start Reading passage
Jimmerson v. State

751 N.E.2d 719 | Ind. Ct. App. | 2001

751 N.E.2d 719 (2001)

Jamie JIMMERSON, Appellant-Defendant,
v.
STATE of Indiana, Appellee-Plaintiff.

No. 82A01-0009-CR-327.

Court of Appeals of Indiana.

June 13, 2001.

*721 Robert Canada, Evansville, IN, Attorney for Appellant.

Steve Carter, Attorney General of Indiana, Monika Prekopa Talbot, Deputy Attorney General, Indianapolis, IN, Attorneys for Appellee.

*720 OPINION

BARNES, Judge.

Case Summary

Jamie Jimmerson appeals the forty-year sentence imposed after a jury convicted *722 him of voluntary manslaughter, a Class A felony. We vacate the sentence and remand.

Issue

We restate the issue before us as whether the trial court considered improper aggravators and failed to consider significant mitigators when it enhanced Jimmerson's sentence by ten years.

Facts

On August 7, 1999, Jimmerson confronted the victim, Rodney Thomas, about two prior incidents when Thomas had forced Jimmerson to give him money, the last of which had occurred approximately twenty or thirty minutes earlier. A fight ensued, during which Jimmerson shot and killed Thomas. The State charged Jimmerson with murder. The jury did not accept Jimmerson's claim that he acted in self-defense, but did believe he was acting under sudden heat caused by Thomas' provocation and convicted Jimmerson of voluntary manslaughter instead of murder. At sentencing, the trial court found as aggravators that Jimmerson was in need of correctional treatment that could best be provided by commitment to a penal facility and that he had a criminal history, based upon a juvenile delinquency adjudication for burglary; the court also believed there was a risk Jimmerson would commit another crime. It found Jimmerson's age (nineteen when the crime was committed) to be the only significant mitigating circumstance, expressly rejecting the proposed mitigator that Jimmerson was mentally disabled.[1] The trial court enhanced Jimmerson's sentence by ten years, resulting in a total sentence of forty years. Jimmerson now appeals that sentence.

Analysis

We review sentences with the knowledge that reasonable minds may differ as to what sentence is appropriate in any given case. Allen v. State, 720 N.E.2d 707, 715 (Ind.1999). Given the degree of subjectivity that cannot be eliminated in the sentencing process, it would be inappropriate for us merely to substitute our opinions for those of the trial judge. Id. We therefore generally defer to a trial court's sentencing determination. "When enhancing a presumptive sentence, the trial court must identify all `significant' aggravating and mitigating factors, state why each is considered aggravating or mitigating, and articulate the balancing process by which the court determined that the aggravating factors outweighed the mitigating factors." Bluck v. State, 716 N.E.2d 507, 511 (Ind.Ct.App.1999). On appeal, we reexamine all valid aggravating and mitigating circumstances to consider whether the sentence imposed was "manifestly unreasonable in light of the nature of the offense and the character of the offender." Carter v. State, 711 N.E.2d 835, 841 (Ind.1999) (citing former Ind.Appellate Rule 17(B)). The finding of mitigating factors is not mandatory and rests within the discretion of the trial court. Allen, 720 N.E.2d at 715-16. Only when the trial court fails to find a significant mitigator that is clearly supported by the record is there a reasonable belief that it was improperly overlooked. Id.
end Reading passage
start Extracted records
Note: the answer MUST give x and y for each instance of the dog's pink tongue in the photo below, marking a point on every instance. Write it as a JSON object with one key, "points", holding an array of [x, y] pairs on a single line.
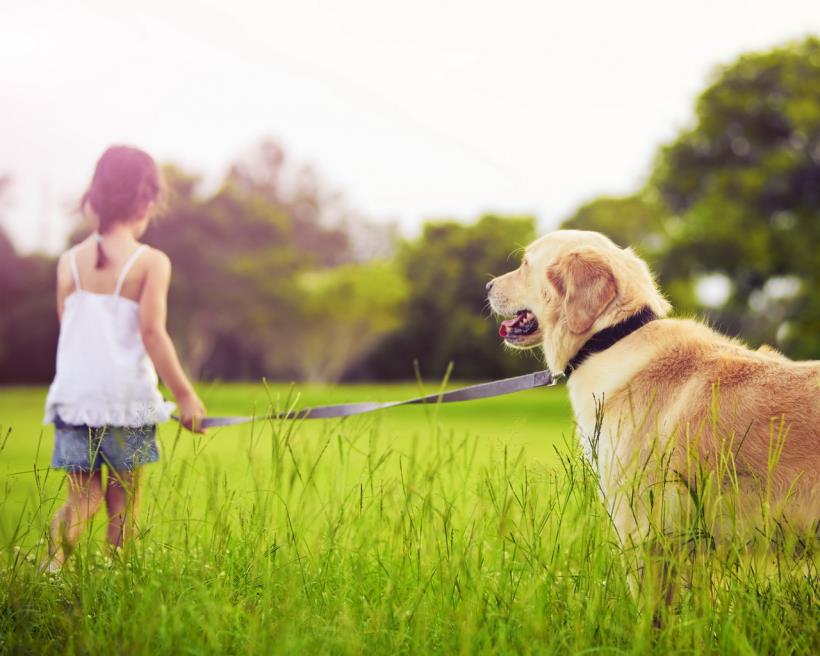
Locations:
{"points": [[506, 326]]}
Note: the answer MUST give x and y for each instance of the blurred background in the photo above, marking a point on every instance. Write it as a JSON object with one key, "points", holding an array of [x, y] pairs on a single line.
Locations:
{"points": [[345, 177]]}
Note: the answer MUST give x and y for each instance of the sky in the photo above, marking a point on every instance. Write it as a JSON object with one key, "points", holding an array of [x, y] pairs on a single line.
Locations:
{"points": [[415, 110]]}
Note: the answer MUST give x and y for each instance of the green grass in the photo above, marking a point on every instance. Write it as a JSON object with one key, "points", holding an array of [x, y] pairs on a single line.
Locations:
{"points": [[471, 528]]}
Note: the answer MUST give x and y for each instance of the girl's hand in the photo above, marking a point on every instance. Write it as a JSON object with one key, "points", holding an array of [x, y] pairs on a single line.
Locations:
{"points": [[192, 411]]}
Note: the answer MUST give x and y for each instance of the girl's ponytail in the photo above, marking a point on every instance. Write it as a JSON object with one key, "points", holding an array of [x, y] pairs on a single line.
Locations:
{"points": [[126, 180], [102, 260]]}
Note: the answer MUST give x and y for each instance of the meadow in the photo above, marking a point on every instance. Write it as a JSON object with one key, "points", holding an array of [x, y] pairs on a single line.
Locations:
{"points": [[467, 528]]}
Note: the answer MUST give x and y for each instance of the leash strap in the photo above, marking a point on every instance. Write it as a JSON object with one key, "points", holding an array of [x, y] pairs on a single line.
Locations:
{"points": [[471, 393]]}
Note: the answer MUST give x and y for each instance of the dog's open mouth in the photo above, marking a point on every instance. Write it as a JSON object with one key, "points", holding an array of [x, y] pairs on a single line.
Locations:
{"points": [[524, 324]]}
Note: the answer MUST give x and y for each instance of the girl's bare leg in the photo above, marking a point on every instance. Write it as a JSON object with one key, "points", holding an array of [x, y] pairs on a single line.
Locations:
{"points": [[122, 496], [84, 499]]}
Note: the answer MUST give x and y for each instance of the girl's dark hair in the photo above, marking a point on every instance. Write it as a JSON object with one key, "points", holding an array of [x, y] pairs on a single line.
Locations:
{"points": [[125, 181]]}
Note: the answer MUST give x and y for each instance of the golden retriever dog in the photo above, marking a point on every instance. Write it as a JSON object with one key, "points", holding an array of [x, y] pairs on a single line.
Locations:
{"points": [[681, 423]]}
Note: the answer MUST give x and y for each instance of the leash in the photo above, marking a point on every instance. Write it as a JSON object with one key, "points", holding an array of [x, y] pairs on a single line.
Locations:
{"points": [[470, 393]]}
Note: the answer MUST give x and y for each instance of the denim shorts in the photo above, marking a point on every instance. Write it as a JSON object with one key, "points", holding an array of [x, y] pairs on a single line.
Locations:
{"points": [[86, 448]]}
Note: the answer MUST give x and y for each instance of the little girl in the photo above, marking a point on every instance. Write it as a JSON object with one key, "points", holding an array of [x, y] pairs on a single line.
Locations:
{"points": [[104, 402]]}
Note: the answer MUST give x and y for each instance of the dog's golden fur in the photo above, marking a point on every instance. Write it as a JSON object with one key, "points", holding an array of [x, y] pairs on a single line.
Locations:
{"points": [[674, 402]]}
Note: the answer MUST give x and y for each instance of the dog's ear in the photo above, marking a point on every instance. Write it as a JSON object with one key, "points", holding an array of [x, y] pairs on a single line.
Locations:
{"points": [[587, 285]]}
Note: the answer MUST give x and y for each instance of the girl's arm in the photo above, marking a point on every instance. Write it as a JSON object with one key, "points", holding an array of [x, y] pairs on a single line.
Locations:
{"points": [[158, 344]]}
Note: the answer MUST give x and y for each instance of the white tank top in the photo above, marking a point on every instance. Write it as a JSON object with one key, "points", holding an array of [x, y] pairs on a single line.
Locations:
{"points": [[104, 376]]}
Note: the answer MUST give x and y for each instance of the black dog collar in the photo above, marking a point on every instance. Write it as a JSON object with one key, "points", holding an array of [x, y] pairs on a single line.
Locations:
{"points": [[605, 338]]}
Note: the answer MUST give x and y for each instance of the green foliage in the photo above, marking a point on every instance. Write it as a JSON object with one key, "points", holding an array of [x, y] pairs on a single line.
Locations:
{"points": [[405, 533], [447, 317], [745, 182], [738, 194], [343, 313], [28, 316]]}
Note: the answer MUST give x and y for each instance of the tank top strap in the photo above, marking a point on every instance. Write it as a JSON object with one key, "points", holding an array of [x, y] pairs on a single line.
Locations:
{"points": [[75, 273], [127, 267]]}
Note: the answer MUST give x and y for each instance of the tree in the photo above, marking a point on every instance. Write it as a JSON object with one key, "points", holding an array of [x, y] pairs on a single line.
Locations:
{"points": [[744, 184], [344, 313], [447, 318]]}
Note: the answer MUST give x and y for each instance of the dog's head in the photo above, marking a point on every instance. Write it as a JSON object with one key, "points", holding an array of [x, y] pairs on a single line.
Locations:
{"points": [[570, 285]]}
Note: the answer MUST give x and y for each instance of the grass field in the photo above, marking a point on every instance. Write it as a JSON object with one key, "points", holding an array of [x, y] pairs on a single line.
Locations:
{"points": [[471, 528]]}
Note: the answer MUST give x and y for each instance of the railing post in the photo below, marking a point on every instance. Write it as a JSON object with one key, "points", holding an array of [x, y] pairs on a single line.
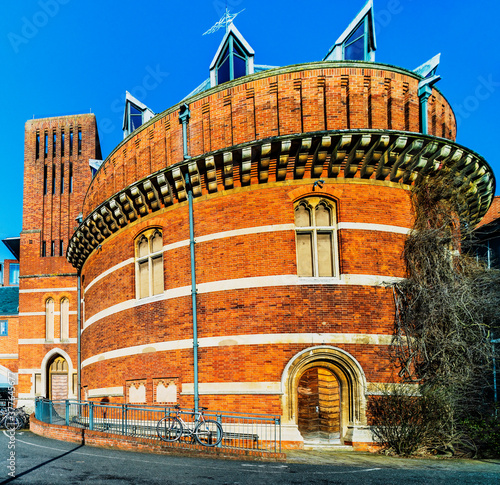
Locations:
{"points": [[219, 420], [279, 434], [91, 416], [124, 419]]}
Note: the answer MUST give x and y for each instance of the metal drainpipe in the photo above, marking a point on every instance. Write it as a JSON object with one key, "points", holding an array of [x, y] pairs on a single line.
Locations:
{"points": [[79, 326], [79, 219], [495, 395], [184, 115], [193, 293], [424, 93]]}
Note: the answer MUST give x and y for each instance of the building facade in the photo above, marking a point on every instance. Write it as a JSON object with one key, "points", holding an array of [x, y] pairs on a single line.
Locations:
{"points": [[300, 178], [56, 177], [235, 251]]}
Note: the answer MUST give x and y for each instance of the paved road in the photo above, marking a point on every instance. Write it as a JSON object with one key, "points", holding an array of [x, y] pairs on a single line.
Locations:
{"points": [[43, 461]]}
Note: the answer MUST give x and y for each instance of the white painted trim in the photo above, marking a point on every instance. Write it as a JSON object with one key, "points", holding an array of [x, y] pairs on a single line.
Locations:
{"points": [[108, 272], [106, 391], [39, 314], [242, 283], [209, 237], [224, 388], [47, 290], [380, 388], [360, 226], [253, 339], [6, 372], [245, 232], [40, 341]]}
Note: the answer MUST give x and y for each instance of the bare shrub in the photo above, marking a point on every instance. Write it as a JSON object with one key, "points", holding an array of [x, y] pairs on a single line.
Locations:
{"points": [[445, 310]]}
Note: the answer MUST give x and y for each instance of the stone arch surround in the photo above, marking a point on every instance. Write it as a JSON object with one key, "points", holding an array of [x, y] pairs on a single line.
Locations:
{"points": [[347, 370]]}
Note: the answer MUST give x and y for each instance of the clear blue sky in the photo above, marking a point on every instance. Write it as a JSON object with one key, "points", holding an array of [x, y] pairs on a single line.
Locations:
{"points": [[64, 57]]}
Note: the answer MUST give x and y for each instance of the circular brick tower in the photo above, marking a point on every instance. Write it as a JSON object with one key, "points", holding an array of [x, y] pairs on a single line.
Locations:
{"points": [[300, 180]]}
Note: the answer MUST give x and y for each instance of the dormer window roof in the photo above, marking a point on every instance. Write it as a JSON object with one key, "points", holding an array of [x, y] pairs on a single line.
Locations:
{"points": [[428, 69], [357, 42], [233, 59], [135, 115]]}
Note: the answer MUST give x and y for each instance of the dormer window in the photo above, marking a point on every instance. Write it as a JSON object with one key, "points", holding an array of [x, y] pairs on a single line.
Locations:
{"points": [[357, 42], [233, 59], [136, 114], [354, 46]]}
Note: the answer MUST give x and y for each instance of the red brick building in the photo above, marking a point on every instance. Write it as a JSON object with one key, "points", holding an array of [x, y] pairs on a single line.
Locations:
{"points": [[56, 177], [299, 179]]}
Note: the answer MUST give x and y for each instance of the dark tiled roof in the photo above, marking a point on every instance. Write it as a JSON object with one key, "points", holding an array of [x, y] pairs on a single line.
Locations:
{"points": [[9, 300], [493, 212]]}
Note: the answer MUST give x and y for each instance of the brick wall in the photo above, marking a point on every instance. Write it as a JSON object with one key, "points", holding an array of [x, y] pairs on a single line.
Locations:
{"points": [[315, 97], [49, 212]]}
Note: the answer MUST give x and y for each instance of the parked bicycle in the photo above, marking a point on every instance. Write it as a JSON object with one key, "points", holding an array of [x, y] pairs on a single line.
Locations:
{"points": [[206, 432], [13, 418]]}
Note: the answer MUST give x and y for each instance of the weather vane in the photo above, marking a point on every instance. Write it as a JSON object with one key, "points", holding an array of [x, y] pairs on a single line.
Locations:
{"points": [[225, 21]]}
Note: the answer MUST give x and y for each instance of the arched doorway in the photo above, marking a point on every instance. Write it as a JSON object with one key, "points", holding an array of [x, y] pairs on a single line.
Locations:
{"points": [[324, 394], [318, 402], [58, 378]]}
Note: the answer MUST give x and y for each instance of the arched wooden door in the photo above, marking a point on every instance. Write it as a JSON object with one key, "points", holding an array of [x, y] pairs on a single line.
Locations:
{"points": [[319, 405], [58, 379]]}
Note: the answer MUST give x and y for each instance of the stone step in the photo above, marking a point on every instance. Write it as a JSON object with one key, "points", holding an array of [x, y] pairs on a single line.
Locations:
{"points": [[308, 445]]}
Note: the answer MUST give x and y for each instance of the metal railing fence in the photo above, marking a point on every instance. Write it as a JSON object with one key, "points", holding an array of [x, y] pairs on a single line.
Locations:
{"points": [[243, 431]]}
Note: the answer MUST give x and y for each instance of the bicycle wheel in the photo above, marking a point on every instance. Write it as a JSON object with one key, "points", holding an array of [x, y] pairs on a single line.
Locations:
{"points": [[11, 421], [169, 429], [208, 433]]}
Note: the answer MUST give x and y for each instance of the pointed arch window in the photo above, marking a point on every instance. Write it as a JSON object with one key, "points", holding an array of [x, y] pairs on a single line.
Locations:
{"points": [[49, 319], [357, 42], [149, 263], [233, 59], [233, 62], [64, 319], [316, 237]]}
end Extracted records
# [Written tasks]
A. Could you condense the paragraph in the court opinion that begins "On August 7, 1999, Jimmerson confronted" into a short bulleted list that keeps its main facts?
B. Would you write the next part of the court opinion, picking up right after its final sentence?

# [Replies]
A.
- On August 7, 1999, Jimmerson confronted Rodney Thomas over two earlier incidents in which Thomas had forced him to hand over money. The most recent incident had happened about twenty or thirty minutes before.
- A fight followed, and Jimmerson shot and killed Thomas.
- The State charged Jimmerson with murder.
- The jury rejected his self-defense claim. It found he acted under sudden heat caused by Thomas' provocation and convicted him of voluntary manslaughter instead.
- At sentencing, the court cited three aggravators:
  - need for correctional treatment best provided in a penal facility
  - a criminal history, based on a juvenile burglary adjudication
  - a risk he would commit another crime
- The court found his age, nineteen at the time of the crime, to be the only significant mitigator. It rejected the claim that he was mentally disabled.
- The court added ten years to his sentence, for a total of forty years, and Jimmerson appealed.

B.
I. Aggravators

Jimmerson first claims the trial court erred in applying the "history of criminal or delinquent activity" aggravator of Indiana Code Section 35-38-1-7.1(b)(2). Specifically, he alleges the only evidence of *723 such activity contained in the pre-sentence report, which merely stated that he had been placed on probation for one year for committing burglary in 1996, was insufficient to support the finding of this aggravator. The State essentially concedes this argument, stating that the trial court "may have improperly used Jimmerson's juvenile criminal record as an aggravator" because nothing in the record relates the specifics of the juvenile offense. Appellee's Brief p. 5. Indeed, our supreme court has held that it is improper to rely on a juvenile delinquency history as an aggravator when "the presentence report and the rest of the record before the trial court neither reveal[ ] any facts about the events constituting [the] juvenile history nor demonstrate[ ] any adjudications." Day v. State, 560 N.E.2d 641, 643 (Ind. 1990). Furthermore, "even when a juvenile court has made a determination of delinquency, only the acts committed by the juvenile may constitute a criminal history to support enhancement of a sentence." Id. (emphasis in original). Here, while the presentence report demonstrates the existence of a delinquency adjudication (because Jimmerson was placed on probation), no facts about the burglary are revealed. Thus, because of the State's concession on this point, we conclude that the evidence in the record is insufficient to support the use of the prior criminal or delinquent activity aggravator. See Allen v. State, 722 N.E.2d 1246, 1256-57 (Ind.Ct. App.2000) (holding trial court improperly relied on defendant's juvenile history of arrests and one juvenile adjudication to impose consecutive sentences where presentence report did not enumerate specific facts surrounding each arrest, even though the specific offenses allegedly committed were identified).[2]

Second, Jimmerson claims, and the State again concedes, that the trial court improperly applied the "in need of correctional or rehabilitative treatment that can best be provided by commitment of the person to a penal facility" aggravator listed in Indiana Code Section 35-38-1-7.1(b)(3). In order to properly use this aggravator to enhance a sentence beyond the presumptive term, "the trial court must provide a specific or individualized statement of the reason why this defendant was in need of correctional and rehabilitative treatment that could best be provided by a period of incarceration in a penal facility in excess of the presumptive sentence term." Hollins v. State, 679 N.E.2d 1305, 1308 (Ind.1997) (emphasis added). Here, the trial court merely recited the statutory language of the aggravator and provided no individualized statement as to why it applied to Jimmerson. Hence, we agree the aggravator was improperly applied. See id.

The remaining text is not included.